Goal of the exercise
Pull out every line of the material below that contains the string "target", matching case exactly, and list those lines in their original order.
▼▼▼
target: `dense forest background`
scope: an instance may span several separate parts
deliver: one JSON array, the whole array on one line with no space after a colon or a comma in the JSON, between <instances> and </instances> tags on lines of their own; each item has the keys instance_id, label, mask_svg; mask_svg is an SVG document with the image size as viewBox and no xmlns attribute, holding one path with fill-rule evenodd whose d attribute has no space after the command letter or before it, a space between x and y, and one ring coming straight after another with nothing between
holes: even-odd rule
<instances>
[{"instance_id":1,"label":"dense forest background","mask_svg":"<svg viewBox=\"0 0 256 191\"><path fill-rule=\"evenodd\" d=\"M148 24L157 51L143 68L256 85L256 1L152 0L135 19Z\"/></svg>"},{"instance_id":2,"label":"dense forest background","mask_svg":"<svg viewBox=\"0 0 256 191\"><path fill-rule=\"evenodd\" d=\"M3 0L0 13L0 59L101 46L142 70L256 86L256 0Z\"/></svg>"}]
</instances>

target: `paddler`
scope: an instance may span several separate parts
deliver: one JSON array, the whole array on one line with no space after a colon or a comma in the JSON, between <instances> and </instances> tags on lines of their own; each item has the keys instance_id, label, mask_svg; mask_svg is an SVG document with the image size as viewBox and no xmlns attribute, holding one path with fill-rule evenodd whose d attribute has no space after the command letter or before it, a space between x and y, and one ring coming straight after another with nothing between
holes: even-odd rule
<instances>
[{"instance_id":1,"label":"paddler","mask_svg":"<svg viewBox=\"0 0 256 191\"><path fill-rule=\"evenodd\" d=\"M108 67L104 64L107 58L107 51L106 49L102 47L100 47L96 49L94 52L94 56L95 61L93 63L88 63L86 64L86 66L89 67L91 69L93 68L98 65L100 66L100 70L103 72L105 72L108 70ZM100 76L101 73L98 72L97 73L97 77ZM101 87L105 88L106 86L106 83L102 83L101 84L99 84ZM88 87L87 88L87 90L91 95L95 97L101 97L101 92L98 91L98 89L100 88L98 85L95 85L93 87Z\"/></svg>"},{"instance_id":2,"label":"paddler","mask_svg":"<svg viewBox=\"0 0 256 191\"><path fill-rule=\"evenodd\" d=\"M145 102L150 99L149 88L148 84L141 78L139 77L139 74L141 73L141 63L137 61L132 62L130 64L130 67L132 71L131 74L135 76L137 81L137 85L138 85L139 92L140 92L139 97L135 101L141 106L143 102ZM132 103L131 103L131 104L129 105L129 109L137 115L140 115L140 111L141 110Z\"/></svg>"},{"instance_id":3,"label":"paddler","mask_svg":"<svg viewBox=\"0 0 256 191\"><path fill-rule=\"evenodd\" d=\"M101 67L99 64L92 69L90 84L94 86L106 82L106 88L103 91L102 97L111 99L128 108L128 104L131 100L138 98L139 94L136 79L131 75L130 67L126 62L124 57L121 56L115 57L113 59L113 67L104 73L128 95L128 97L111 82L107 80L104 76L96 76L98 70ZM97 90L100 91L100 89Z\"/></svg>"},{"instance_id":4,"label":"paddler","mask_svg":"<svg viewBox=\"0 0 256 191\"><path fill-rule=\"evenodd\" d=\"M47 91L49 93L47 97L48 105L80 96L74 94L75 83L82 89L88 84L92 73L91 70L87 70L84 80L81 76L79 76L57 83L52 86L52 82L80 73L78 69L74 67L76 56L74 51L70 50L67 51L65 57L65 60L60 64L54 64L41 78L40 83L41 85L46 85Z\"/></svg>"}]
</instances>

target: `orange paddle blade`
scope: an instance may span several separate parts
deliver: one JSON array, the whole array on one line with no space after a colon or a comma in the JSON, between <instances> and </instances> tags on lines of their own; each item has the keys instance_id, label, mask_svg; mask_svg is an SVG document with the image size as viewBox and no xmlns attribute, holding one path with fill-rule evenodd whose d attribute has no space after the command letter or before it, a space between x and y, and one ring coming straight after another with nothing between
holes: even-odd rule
▲▲▲
▼▼▼
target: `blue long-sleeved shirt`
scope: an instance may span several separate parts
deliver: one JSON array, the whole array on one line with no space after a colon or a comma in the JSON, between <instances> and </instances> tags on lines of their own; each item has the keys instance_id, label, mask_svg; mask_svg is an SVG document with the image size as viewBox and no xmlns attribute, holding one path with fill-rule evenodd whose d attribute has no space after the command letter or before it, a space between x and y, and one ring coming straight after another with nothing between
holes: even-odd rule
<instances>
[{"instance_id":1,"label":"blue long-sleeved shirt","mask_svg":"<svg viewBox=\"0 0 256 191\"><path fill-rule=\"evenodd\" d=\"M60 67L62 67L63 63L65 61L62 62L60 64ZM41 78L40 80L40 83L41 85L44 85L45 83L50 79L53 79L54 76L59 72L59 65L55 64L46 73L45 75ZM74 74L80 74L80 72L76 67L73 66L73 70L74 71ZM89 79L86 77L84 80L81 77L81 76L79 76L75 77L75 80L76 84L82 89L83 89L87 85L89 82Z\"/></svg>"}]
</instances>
▲▲▲
Exercise result
target: `dense forest background`
target: `paddler`
target: `orange paddle blade`
target: `blue long-sleeved shirt`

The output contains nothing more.